Extrait:
+++

Philadelphe Delord

IV.
Appel inattendus

Un soir, sortant d’un casino-théâtre où il venait de plaider la cause de ceux qu’on oublie (les lépreux y compris), un homme surgit de l’ombre et apostropha le conférencier Delord :

– Monsieur, il n’y en a plus que pour les nègres, maintenant ; nous, les pauvres bougres de Français, on n’est pas intéressants, on peut crever !

Le coup direct porta. Delord fut touché au vif.

Serait-ce une indication, se demanda-t-il en rentrant chez lui où son courrier habituel l’attendait ?

Très préoccupé de la récente algarade, il fut lent à l’ouvrir. Il s’y trouvait une enveloppe dont la couleur lui était familière et dont il crut deviner le contenu : Missions, assemblée générale, budget, déficit, affaires courantes, propositions individuelles.

Sur ce dernier article, Delord ne s’était guère trompé … Quand il prit connaissance de cette lettre, d’aspect si banal, le lecteur s’aperçut, avec une émotion grandissante, qu’il s’agissait en effet d’une proposition très inattendue et tout à fait personnelle.

En voici le contenu :

MISSIONS DE PARIS LE COMITÉ
(Daniel Couve, directeur)
« Cher Monsieur Delord, un riche américain, M. Justin Abbott, mecène et ami des lépreux, après être vainement intervenu auprès du Gouvernement, s’est adressé à nous pour nous demander si nous connaîtrions un homme capable de défendre la cause qui lui est chère en France et, si possible, de se donner entièrement à elle. Nous nous sommes permis de lui donner votre nom et votre adresse, en ajoutant ce post-scriptum : Si quelqu’un parmi nous s’intéresse aux lépreux comme vous l’entendez, c’est Monsieur Delord. »

« Ce message me bouleversa. Je sentis deux mains accrochées à mes épaules et qui ne me lâchaient plus.

« Fallait-il se dégager ou s’engager ? »

Pris par surprise, Delord se recueillit longuement ; quand une pensée s’imposa à son esprit : « Se recueillir n’est pas tout. Prier, c’est s’engager d’honneur à agir et à se mettre à la disposition du Maître de nos destinées. »

Cela se passait en 1922.

Un mécène.

Bien que méridional, Delord ne voulut rien brusquer. Ce n’est que trois années plus tard, en juillet 1925, qu’il prit sa décision.

Au cours de cette période, il se mit en relations avec l’illustre et généreux inconnu. Par un beau jour d’été, M. Abbott s’en vint à Chailly, Clos Saïd. La nature était en fête, tout chantait la joie de vivre ; une fête du cœur, surtout, pour deux hommes prêts à s’entendre.

M. ABBOTT. – Vous allez prendre cette cause en mains, il le faut.

DELORD. – C’est ce que j’ai fait !

+++

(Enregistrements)
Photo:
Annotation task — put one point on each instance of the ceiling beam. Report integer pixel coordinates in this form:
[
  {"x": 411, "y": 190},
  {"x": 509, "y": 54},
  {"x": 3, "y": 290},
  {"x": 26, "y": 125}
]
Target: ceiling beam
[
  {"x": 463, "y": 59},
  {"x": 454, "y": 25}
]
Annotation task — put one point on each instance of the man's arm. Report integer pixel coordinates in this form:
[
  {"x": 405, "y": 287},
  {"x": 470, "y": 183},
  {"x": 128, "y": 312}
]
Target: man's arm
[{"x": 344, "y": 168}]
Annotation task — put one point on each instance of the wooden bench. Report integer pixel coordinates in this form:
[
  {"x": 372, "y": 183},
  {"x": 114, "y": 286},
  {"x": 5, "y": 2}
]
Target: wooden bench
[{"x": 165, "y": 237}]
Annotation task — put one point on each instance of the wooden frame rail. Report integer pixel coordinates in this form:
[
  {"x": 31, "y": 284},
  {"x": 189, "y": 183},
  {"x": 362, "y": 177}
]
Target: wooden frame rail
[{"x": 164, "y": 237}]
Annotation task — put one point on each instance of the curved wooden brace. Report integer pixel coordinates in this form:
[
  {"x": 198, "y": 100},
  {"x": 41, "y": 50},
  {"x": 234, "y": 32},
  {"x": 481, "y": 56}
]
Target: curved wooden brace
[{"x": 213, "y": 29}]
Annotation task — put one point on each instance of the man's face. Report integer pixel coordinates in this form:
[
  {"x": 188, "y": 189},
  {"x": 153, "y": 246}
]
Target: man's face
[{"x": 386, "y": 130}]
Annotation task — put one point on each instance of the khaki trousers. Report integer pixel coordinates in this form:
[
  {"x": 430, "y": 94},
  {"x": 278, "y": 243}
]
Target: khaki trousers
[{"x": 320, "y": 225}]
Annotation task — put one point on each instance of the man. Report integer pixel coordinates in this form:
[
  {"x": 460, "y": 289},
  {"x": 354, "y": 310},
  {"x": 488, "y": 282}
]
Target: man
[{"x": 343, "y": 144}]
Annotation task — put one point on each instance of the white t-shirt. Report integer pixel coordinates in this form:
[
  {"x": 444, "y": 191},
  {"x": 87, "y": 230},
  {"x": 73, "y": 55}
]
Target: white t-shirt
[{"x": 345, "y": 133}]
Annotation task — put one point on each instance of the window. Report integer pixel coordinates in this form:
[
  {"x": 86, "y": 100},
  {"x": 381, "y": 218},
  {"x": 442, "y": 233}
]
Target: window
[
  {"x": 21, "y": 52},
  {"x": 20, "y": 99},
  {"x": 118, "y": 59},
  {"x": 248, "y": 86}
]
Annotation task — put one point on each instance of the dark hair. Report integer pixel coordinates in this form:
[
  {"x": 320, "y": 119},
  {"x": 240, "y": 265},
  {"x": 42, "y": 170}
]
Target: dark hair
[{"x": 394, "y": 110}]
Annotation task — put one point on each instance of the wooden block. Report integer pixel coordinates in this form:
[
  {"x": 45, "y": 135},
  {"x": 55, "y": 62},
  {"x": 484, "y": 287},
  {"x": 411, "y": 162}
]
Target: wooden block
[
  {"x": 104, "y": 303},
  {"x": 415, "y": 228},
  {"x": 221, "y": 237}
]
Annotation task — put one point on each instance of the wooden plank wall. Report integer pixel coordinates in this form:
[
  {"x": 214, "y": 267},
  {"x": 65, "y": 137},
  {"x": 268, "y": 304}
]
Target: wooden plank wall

+++

Actions à mener:
1) D'après l'extrait, qu'est-ce que Delord pense trouver dans l'enveloppe à la couleur familière ? Citez tous les sujets qu'il imagine.
2) Dans les enregistrements, réécrivez les lignes qui vont de celle qui contient « the wooden plank » jusqu'à la fin des enregistrements, ces deux lignes comprises. Remplacez-y « wooden plank wall » par « brick wall » sans rien changer d'autre.

Réponses attendues:
1)
- Missions
- Assemblée générale
- Budget
- Déficit
- Affaires courantes
- Propositions individuelles

2)
Annotation task — put one point on each instance of the brick wall. Report integer pixel coordinates in this form:
[
  {"x": 214, "y": 267},
  {"x": 65, "y": 137},
  {"x": 268, "y": 304}
]
Target: brick wall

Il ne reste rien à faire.